The concept of code was central to Bernstein's sociology. From the outset of its use in his work on language (restricted and elaborated codes), code refers to a 'regulative principle which underlies various message systems, especially curriculum and pedagogy' (Atkinson, 1985, p. 136). Curriculum and pedagogy are considered message systems, and with a third system, evaluation, they constitute the structure and processes of school knowledge, transmission and practice. As Bernstein (1973b) noted: 'Curriculum defines what counts as valid knowledge, pedagogy defines what counts as valid transmission of knowledge, and evaluation defines what counts as a valid realization of the knowledge on the part of the taught' (p. 85). Thus, his theory of education must be understood in terms of the concepts of classification, framing and evaluation, and their relationship to the structural aspects of his sociological project.

Following this earlier work on curriculum and pedagogic practice was a detailed analysis of pedagogic discourse that presented a complex analysis of the recontextualization of knowledge through the pedagogic device (see Bernstein, 1990). Bernstein's work on pedagogic discourse was concerned with the production, distribution and reproduction of official knowledge and how this knowledge is related to structurally determined power relations. What is critical is that Bernstein was concerned with more than the description of the production and transmission of knowledge; he was concerned with its consequences for different groups.

→ **Given data**
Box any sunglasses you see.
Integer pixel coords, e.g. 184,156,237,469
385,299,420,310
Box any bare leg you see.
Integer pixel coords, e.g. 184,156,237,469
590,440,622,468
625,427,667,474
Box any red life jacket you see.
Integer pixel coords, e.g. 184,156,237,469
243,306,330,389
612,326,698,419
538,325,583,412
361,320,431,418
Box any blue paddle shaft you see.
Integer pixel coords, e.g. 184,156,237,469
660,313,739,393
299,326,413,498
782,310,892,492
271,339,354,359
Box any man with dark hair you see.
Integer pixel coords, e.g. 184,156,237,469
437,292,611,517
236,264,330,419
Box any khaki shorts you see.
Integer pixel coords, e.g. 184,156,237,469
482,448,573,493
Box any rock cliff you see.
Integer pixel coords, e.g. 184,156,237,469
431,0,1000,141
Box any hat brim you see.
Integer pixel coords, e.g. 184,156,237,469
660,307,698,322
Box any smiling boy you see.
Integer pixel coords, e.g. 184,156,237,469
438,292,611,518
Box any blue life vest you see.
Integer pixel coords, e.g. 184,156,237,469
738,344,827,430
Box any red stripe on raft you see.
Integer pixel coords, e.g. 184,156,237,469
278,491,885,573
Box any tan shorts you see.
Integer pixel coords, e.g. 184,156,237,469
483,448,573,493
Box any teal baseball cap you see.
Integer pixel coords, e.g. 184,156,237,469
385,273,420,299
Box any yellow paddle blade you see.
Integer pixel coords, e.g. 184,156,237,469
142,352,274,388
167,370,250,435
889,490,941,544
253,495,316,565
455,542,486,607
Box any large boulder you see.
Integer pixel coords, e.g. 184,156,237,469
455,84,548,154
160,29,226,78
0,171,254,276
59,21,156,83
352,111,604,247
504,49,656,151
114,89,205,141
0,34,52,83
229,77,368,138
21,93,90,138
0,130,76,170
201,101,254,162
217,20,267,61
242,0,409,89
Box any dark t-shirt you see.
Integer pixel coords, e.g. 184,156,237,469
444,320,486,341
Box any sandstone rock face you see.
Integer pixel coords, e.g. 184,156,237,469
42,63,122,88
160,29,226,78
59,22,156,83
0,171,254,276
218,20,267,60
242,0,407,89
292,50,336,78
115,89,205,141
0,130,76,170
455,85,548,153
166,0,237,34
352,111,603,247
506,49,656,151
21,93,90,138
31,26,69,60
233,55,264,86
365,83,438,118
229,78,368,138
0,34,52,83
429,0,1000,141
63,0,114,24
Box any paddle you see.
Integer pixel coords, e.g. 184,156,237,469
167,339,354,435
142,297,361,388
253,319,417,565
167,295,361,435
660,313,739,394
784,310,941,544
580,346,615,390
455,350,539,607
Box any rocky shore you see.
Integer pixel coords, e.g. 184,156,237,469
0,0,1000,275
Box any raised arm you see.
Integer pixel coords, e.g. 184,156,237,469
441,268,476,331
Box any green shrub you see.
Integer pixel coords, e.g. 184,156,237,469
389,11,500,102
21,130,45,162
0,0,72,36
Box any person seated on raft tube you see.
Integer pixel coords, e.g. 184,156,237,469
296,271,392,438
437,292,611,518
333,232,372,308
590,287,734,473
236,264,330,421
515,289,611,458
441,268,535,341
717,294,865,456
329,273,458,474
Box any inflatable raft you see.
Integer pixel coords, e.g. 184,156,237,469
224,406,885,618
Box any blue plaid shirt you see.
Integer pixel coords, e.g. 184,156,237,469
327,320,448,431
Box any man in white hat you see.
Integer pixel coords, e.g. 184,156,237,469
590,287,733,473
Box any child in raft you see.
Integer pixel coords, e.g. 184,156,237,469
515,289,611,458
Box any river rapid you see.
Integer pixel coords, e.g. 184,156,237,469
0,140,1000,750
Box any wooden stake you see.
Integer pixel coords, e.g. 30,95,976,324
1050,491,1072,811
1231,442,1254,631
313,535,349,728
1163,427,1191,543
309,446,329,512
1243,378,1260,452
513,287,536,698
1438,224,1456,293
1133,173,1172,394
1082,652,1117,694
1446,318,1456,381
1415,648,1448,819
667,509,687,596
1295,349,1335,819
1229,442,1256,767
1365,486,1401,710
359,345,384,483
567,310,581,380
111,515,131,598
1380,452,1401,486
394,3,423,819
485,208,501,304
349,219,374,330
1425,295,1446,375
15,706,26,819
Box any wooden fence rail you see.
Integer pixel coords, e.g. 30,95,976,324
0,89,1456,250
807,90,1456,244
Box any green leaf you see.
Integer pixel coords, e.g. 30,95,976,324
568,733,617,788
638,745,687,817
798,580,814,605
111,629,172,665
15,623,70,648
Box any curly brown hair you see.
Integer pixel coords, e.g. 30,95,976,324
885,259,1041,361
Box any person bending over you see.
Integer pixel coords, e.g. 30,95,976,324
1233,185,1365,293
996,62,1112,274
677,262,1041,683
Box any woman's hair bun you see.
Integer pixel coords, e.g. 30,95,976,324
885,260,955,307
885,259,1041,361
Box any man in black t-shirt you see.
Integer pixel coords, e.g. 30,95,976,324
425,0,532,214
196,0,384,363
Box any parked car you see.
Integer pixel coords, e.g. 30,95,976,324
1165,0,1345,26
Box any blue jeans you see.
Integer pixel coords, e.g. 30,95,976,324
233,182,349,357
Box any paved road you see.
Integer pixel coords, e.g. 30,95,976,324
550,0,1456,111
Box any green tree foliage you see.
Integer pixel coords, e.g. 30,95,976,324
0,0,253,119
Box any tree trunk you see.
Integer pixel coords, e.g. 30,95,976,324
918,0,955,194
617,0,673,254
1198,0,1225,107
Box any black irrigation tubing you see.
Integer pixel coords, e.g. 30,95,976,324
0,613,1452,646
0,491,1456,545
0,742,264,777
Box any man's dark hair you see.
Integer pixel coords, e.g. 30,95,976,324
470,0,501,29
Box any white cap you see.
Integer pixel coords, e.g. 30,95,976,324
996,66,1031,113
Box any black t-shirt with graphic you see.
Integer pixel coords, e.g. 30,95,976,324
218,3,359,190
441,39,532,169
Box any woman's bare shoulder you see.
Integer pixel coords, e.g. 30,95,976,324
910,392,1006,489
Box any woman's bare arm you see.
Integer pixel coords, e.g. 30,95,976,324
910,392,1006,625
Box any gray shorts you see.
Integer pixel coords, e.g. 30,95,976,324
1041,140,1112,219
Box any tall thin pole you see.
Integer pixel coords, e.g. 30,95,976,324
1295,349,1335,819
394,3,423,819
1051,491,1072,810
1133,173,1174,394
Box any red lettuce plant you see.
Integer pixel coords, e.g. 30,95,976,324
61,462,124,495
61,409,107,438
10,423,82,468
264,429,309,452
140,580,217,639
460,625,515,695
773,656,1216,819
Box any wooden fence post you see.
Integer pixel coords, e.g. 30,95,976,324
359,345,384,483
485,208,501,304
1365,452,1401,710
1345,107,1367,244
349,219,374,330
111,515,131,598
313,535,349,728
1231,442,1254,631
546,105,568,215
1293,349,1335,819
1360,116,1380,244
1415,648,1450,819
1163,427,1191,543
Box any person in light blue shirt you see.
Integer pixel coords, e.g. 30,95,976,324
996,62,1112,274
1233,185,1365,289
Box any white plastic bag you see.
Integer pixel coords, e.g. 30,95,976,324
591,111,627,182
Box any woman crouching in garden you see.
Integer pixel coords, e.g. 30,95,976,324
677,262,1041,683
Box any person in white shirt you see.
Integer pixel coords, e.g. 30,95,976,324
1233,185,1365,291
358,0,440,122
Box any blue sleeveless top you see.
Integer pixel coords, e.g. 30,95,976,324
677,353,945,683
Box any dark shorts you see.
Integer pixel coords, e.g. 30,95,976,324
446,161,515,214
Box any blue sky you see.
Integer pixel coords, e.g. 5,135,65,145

→ **Required work**
[1] From the excerpt on Bernstein's sociology, output the stretch from "Following this earlier" through "for different groups." word for word.
[2] In the excerpt on Bernstein's sociology, what does pedagogy define?

→ **Solutions below**
[1]
Following this earlier work on curriculum and pedagogic practice was a detailed analysis of pedagogic discourse that presented a complex analysis of the recontextualization of knowledge through the pedagogic device (see Bernstein, 1990). Bernstein's work on pedagogic discourse was concerned with the production, distribution and reproduction of official knowledge and how this knowledge is related to structurally determined power relations. What is critical is that Bernstein was concerned with more than the description of the production and transmission of knowledge; he was concerned with its consequences for different groups.

[2] Pedagogy defines what counts as valid transmission of knowledge.